A block of data
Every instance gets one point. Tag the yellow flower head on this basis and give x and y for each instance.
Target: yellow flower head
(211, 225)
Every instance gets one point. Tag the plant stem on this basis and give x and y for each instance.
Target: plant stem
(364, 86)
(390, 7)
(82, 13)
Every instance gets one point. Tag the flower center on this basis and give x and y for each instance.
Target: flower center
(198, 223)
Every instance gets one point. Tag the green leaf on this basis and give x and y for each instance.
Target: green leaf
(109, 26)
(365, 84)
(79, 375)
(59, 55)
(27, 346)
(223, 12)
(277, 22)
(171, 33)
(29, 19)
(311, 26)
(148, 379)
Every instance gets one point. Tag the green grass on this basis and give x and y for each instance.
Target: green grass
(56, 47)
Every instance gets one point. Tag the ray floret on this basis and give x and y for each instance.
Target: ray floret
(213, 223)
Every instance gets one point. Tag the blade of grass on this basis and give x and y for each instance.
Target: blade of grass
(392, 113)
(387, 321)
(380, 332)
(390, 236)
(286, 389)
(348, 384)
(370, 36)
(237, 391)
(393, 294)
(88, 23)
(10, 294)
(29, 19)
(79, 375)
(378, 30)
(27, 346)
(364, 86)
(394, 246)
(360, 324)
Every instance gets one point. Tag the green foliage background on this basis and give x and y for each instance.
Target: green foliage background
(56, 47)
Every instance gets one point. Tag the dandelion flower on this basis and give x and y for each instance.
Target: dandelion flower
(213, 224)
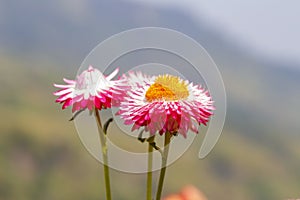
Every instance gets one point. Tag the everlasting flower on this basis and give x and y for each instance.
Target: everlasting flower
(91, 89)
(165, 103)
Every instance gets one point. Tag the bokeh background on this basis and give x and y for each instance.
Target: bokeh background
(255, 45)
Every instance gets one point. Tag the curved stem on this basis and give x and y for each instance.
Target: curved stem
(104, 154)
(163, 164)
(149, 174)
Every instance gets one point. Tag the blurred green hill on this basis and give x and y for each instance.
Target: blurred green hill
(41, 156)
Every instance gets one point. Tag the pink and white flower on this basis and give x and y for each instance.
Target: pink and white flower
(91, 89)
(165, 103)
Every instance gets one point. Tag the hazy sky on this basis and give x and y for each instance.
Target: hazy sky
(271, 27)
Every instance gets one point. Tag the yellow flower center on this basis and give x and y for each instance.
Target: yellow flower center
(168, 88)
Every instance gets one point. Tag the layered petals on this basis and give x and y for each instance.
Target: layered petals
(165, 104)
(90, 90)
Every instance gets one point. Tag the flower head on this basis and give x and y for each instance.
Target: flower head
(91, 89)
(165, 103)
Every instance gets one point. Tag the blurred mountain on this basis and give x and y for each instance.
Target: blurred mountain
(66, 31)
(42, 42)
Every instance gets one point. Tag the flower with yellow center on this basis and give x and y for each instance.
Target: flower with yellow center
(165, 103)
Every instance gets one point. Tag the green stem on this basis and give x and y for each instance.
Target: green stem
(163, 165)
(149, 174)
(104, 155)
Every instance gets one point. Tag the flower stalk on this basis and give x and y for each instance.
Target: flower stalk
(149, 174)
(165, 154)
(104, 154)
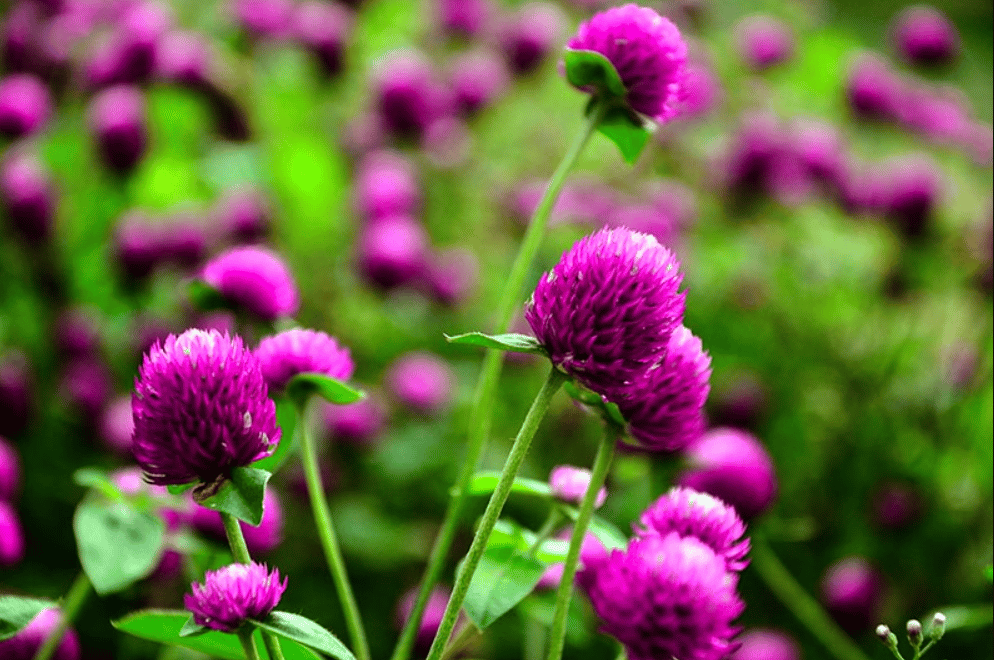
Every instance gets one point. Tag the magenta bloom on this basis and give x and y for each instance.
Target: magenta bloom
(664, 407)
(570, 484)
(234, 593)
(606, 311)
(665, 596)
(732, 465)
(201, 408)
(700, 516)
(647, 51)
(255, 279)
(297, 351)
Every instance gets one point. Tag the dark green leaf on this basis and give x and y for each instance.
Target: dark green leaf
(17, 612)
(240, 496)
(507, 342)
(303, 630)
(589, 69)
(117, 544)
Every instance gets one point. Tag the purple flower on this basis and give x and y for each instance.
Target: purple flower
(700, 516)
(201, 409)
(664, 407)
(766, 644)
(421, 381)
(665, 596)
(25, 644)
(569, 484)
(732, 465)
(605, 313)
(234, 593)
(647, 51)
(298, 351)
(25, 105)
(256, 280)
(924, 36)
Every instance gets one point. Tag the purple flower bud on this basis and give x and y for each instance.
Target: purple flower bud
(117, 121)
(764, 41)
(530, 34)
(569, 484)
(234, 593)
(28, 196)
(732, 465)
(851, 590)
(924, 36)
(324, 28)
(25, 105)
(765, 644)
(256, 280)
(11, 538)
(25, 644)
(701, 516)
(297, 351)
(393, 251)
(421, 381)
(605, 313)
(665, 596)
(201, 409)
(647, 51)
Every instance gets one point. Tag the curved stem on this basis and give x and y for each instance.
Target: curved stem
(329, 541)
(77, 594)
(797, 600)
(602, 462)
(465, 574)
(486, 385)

* * *

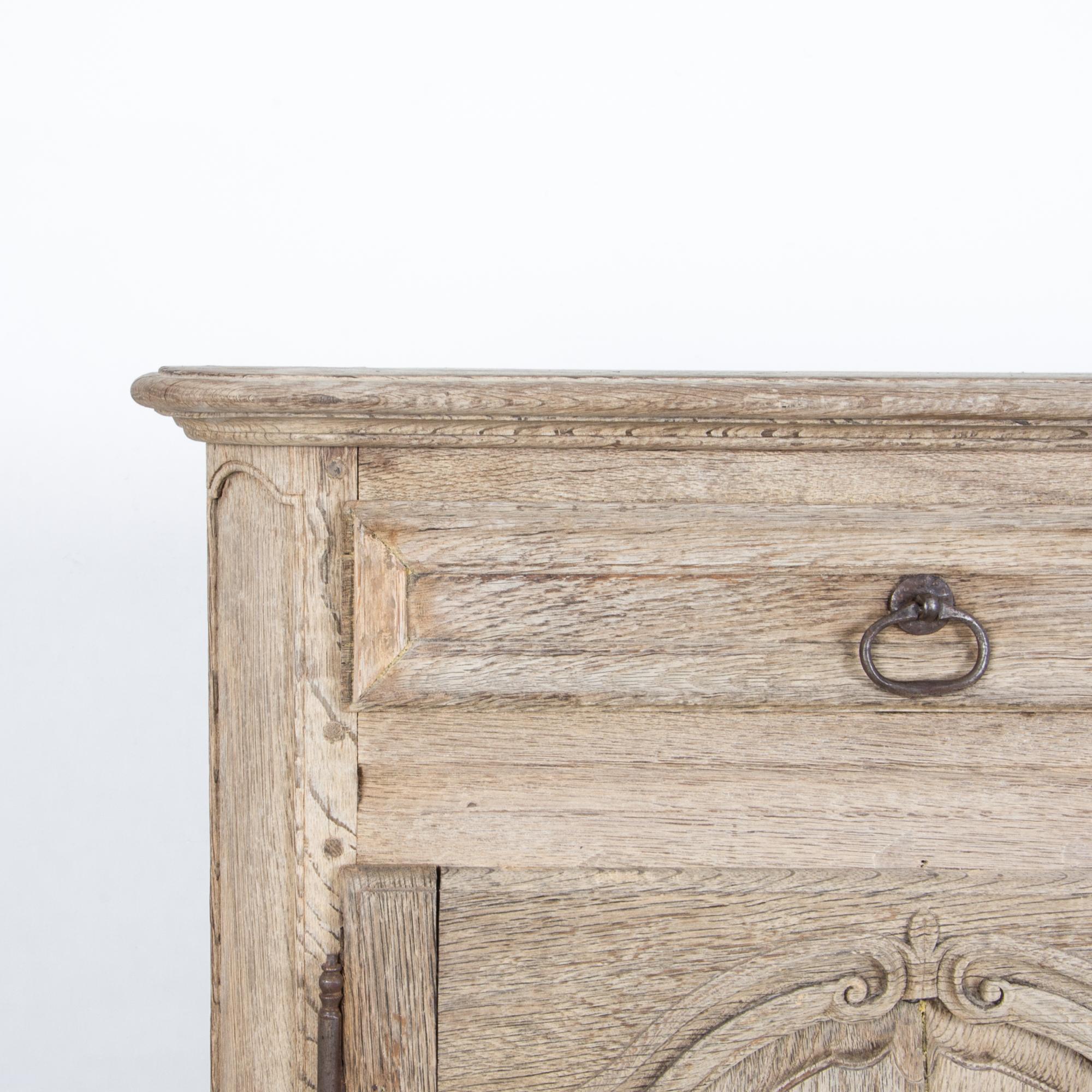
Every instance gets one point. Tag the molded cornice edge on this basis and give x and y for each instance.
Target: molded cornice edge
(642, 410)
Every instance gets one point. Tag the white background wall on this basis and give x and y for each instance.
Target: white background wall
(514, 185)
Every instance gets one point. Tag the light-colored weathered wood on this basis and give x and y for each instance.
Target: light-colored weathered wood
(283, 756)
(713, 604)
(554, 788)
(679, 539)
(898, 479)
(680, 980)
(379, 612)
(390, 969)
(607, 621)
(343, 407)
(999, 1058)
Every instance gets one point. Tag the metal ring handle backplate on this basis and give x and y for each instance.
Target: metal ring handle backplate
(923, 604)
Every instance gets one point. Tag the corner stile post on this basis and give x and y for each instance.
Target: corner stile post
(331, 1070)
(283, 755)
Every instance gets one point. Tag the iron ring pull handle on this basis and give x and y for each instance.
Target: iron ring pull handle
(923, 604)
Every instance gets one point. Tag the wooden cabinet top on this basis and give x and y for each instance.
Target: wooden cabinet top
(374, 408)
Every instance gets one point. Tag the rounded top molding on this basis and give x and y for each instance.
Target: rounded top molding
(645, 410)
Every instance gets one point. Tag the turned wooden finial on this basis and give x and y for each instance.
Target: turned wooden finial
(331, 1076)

- WHAT TO PRODUCE
List every line from the items above that contains the string "hill", matching its case exactly.

- ANSWER
Every instance gets one point. Tag the blurred green hill on this basis and give x and y for each instance.
Target: blurred green hill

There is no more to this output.